── Sayfa Alıntısı

- 1282 Okunma
- 1 Yorum
- 0 Beğeni
HAYAT SEFERİNİN GİZEMLİ MENZİLLERİ.
“ İnsan müspet ve menfi gerçekliklerine gözlerini kapamayı tercih ettiği sürece, hayat denizinde içine düşeceği sürpriz çalkantılarda boğulmaktan kurtulamaz…”
Hayat insanın ebed yürüyüşünden derleyerek sergilemiş olduğu sayısız ibret tabloları ile biteviye haykıran bir münadi gibi durmaktadır karşımızda.
Bir boyutu ile alnımızı ak eden, gönlümüzü ferahlatan, insan olmanın izzet ve lezzetini derinden hissederek doyasıya yaşadığımız bir mutluluk iklimidir hayat.
Bu iklimde ulvî ve beşerî muhabbetlerle kanatlanır ruhumuz. Öyle ki kâinat dar gelir kanatlarımıza; yükseklere, daha yükseklere, en yükseklere çıkmak bir aşk halini alır bizde.
Vicdâni reflekslerimiz çoğu zaman kainatta ki her şeyi kuşatacak mûnisliği, zarif ve ipeksi bir yumuşaklığı barındırır özünde. Bir merhamet âğuş’u olarak kuşatmak isteriz tüm varlıkları tek tek. Acıları acımız, kaygıları kaygımız olur gece gündüz.
Yardımlaşma ruhu, dostluk, arkadaşlık ve benzeri insanî erdemler; uğrunda çekilen zahmetlerin birer zevk haline geldiği, olmazsa olmazlarımız halini alır hayat felsefemizde.
Şöhret, kişilik, makam ve benzeri sosyal kazanımlar gibi ayrıcalıklarımız tekebbür göstermeden ve hiç bir karşılık beklemeden paylaşabildiğimiz, bütün bir insanlığı kuşatacak engin bir özveri ile cömertlik duygusunu uyandırır içimizde.

────

**Yönergeler:**
Sayfa alıntısında "Vicdâni reflekslerimiz çoğu zaman" diye başlayan paragrafı, temel bilgilerini koruyarak daha kısa biçimde yeniden yazın. Sonraki veriler farklı bir kaynaktan alınmıştır.

── Ham Veri

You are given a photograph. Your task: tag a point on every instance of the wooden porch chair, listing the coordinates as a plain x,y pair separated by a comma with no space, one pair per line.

────

**Tamamlanan Görev:**
Vicdani reflekslerimiz özünde kâinattaki her şeyi kuşatacak bir cana yakınlık ve zarif bir yumuşaklık taşır. Bütün varlıkları merhametle sarmak isteriz. Onların acıları ve kaygıları gece gündüz bizim acımız ve kaygımız olur.